*Required action*.
Pick every line with "clicks" from the material below.

*** Exercise materials

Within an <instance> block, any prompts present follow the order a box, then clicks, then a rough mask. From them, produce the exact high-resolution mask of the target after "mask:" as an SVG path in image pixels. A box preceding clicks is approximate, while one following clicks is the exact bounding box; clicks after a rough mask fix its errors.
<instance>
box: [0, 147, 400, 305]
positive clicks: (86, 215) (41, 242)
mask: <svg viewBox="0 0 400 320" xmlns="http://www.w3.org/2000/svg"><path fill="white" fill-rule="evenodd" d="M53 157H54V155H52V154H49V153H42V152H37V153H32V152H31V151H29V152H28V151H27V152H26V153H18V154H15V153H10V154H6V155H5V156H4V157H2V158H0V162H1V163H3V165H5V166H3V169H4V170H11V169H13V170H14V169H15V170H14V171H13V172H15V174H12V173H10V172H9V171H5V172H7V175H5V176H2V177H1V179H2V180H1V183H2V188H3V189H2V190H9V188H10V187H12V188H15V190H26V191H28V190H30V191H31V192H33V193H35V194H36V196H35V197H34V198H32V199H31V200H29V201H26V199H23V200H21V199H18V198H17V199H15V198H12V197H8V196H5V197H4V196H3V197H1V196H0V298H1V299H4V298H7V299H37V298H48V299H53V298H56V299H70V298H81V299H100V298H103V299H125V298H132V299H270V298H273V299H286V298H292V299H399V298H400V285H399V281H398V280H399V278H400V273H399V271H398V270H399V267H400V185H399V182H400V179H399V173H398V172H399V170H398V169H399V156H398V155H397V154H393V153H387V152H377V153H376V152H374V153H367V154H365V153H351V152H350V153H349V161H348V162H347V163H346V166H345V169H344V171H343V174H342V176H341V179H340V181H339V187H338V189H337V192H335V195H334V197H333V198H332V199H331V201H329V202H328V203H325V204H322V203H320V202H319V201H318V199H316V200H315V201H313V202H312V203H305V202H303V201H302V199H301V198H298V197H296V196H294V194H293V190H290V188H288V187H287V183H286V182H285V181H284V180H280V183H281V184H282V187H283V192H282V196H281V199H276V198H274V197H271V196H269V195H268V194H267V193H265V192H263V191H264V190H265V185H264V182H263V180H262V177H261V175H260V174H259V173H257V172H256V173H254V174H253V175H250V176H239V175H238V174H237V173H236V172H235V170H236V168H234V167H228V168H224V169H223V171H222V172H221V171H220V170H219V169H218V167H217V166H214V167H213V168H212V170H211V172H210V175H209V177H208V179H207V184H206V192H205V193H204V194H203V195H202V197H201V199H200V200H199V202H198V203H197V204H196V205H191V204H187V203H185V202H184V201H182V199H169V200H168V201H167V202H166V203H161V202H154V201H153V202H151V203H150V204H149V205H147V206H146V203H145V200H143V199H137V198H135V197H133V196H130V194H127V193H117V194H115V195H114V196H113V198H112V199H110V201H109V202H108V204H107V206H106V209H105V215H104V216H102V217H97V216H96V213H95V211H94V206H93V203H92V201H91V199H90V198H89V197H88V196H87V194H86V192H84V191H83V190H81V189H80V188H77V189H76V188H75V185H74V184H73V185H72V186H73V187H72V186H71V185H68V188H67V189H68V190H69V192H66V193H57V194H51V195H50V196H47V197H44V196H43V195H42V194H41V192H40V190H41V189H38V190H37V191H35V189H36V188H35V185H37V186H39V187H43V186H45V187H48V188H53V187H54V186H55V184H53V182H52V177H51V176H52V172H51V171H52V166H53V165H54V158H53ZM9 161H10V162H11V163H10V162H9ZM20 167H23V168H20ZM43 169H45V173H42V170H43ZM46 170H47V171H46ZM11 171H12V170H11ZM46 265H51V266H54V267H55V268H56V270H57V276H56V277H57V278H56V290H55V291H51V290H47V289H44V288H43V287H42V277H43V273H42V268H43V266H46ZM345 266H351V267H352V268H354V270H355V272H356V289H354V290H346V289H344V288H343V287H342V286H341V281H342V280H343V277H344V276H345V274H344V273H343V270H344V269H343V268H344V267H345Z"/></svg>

******

*Solved problem*.
Within an <instance> block, any prompts present follow the order a box, then clicks, then a rough mask. From them, produce the exact high-resolution mask of the target after "mask:" as an SVG path in image pixels. A box preceding clicks is approximate, while one following clicks is the exact bounding box; clicks after a rough mask fix its errors.
positive clicks: (86, 215) (41, 242)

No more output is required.